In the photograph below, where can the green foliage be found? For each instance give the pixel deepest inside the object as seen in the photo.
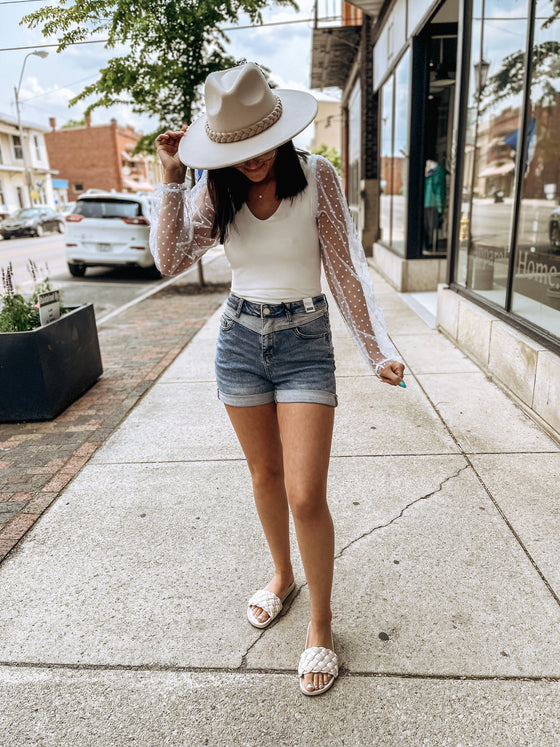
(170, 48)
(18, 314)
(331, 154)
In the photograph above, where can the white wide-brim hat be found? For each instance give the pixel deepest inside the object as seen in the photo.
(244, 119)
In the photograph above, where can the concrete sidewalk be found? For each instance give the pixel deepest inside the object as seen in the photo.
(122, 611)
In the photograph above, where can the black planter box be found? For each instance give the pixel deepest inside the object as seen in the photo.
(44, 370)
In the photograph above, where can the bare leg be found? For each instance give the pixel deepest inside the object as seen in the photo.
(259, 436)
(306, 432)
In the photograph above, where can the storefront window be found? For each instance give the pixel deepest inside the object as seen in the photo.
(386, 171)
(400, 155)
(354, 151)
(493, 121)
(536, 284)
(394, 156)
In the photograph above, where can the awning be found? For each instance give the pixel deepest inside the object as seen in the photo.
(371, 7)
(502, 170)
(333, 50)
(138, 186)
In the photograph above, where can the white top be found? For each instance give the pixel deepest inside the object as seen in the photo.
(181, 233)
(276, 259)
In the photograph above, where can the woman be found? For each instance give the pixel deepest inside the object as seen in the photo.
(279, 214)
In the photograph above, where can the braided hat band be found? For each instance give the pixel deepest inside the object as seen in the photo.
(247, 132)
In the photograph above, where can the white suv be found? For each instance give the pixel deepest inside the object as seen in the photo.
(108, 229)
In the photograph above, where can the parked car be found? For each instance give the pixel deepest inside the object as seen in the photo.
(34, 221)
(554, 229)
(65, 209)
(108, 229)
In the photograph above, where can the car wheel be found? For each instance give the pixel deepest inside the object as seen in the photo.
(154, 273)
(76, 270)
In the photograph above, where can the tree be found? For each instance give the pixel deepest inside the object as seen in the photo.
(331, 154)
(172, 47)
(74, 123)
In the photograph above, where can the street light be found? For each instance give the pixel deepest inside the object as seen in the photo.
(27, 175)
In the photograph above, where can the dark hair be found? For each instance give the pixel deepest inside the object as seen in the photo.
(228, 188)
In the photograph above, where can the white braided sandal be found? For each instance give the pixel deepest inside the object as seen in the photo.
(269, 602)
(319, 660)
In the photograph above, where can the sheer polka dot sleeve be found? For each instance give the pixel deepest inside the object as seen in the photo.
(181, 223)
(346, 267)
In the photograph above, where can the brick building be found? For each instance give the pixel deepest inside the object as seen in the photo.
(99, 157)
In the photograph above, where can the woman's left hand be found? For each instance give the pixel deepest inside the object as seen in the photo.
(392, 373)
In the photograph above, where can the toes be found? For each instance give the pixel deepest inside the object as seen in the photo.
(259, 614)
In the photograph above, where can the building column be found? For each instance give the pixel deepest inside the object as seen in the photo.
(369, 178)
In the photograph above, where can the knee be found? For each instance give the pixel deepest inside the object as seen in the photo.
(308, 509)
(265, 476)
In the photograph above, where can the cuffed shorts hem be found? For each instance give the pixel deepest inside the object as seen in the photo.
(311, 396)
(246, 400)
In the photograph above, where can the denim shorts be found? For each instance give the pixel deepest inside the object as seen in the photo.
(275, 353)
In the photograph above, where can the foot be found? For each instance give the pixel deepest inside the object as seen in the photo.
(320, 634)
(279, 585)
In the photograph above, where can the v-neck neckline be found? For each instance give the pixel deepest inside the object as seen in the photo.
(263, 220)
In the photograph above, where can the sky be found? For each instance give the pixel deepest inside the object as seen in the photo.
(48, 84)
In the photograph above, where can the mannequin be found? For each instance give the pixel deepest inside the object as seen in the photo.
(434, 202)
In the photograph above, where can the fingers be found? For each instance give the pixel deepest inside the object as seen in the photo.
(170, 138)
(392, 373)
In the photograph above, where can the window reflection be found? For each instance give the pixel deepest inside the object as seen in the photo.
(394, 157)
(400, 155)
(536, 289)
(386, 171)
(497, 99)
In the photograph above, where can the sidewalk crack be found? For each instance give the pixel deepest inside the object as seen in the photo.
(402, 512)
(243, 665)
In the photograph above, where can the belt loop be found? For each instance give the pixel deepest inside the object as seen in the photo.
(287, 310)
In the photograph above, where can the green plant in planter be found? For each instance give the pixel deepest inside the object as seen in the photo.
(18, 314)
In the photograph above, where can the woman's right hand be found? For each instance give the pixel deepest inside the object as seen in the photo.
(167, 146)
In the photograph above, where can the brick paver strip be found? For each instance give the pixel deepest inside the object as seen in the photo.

..........

- Request
Rewrite all the entries above as a numbered list with one line per item. Skip blank lines and leave out the pictures.

- Task output
1. In the photograph below, where can the green foliage be found? For each instance give the pixel deepest inside the object as seen in the photo.
2. (170, 48)
3. (18, 314)
4. (331, 154)
5. In the photograph above, where can the white wide-brim hat be found? For each instance give the pixel deepest inside the object as seen in the photo.
6. (244, 119)
7. In the photograph above, where can the concrete sidewalk be found? For each instance give the pixel deepest inside the object as seen in the photo.
8. (122, 611)
9. In the photograph above, where can the black planter box be found? For each instance give the pixel deepest inside the object as seen in the photo.
10. (44, 370)
11. In the photograph above, where can the bare leg be found? For each instance give the pixel deepest inside the object as seen in the photo.
12. (259, 436)
13. (306, 432)
14. In the photograph above, where can the storefront window be found? For each instance give the pixel deepest inside the object as seen in the photo.
15. (386, 171)
16. (400, 155)
17. (354, 151)
18. (493, 121)
19. (536, 284)
20. (394, 156)
21. In the photograph above, where can the awning be found? For each instance give the pixel deepest inside the object as seen in the photo.
22. (371, 7)
23. (502, 170)
24. (333, 50)
25. (138, 186)
26. In the photograph above, where can the white top be found? For each instance give the pixel deepest inside the object as seen in the photo.
27. (181, 233)
28. (276, 259)
29. In the photograph above, where can the woman be found? For each instance give the pixel deepest inside the object as seen in the photo.
30. (279, 214)
31. In the photograph above, where can the braided hat band be found? For each instance give the pixel deepest inside the object as seen in the photo.
32. (247, 132)
33. In the photograph above, where can the white suv be found? For each instance give the pixel deepest inside the object as seen in the photo.
34. (108, 229)
35. In the photograph above, where can the parked car be found? For each instance give the pixel deepest inside the object as seen in the photo.
36. (34, 221)
37. (554, 229)
38. (65, 209)
39. (108, 229)
40. In the photograph above, where can the car wheel be found? For each instance give the pixel deepest inside the object as seen in the photo.
41. (154, 273)
42. (76, 270)
43. In the photograph above, where can the tree be found? For each instance give the pixel deepest inside the object as seen in the photo.
44. (331, 154)
45. (172, 47)
46. (74, 123)
47. In the photograph above, where can the street light be found? For each instance give the pixel deepest inside the object as seen in the photo.
48. (27, 175)
49. In the photograph above, where can the dark hair be found? For each instance give the pixel deepest inside the object as seen in the photo.
50. (228, 188)
51. In the photograph above, where can the white braided sandal be found? For each instance give the pixel deepest inside the object as seen in the photo.
52. (269, 602)
53. (319, 660)
54. In the photograph above, where can the sheer polka dot sleeve be found? For each instance give the pixel deepest inside the object as seen in the photo.
55. (181, 223)
56. (346, 267)
57. In the photograph above, where can the brick building be found? For each instance give the pixel deepest inside the object as seen in the photo.
58. (99, 157)
59. In the photograph above, where can the woman's left hand be found? For each instance give the pixel deepest inside the object as seen in the photo.
60. (392, 373)
61. In the photograph above, where can the toes be found? For each instance give the pixel deepest inside the object as seen in the photo.
62. (259, 614)
63. In the photograph above, where can the building column be found? For each instance give the pixel deepest inside the object as seen in the photo.
64. (369, 178)
65. In the photograph above, where can the knee be found? For each instance give the pixel deepest inside the object as seen in the photo.
66. (308, 509)
67. (265, 476)
68. In the photograph above, where can the cuffed shorts hem be found? For each instance give the pixel deepest inside the object as seen in the photo.
69. (311, 396)
70. (246, 400)
71. In the photograph above, where can the denim shorts be found? For each instance give the pixel deepest inside the object as seen in the photo.
72. (275, 353)
73. In the photograph above, where can the foot be found? For each instance give the pixel deepest inside the object as seen in the photo.
74. (320, 634)
75. (279, 585)
76. In the photograph above, where can the v-neck neckline be found? For each instance give the pixel deepest inside the object as seen in the photo.
77. (263, 220)
78. In the photograph above, where can the sky be found? For each instance give the pixel deepest inside the object as seen in the photo.
79. (48, 84)
80. In the photograph above, where can the mannequin be found? For each instance give the pixel deepest inside the object as seen in the photo.
81. (434, 202)
82. In the photograph above, where can the fingers be found? For each instance give the pixel deepest inside the object as seen in the photo.
83. (170, 138)
84. (392, 373)
85. In the photograph above, where can the window reflection be found? For each instance give the pixel deepest inside the object as seen in the photo.
86. (394, 157)
87. (400, 155)
88. (536, 289)
89. (386, 171)
90. (497, 99)
91. In the photograph above, where can the sidewalk crack be found? For each instance give the pixel deepest inside the object as seen in the photo.
92. (402, 512)
93. (243, 665)
94. In the photograph above, where can the belt loop be found? For each instance give the pixel deepest inside the object as seen in the photo.
95. (287, 310)
96. In the photograph above, where can the green plant in planter be found? For each instance give the pixel deepest inside the object as seen in the photo.
97. (18, 314)
98. In the photograph above, where can the woman's right hand be found? For each instance give the pixel deepest inside the object as seen in the photo.
99. (167, 146)
100. In the photograph above, where can the brick paver strip be found? For each instance give the pixel deepest inside the object as seen in the photo.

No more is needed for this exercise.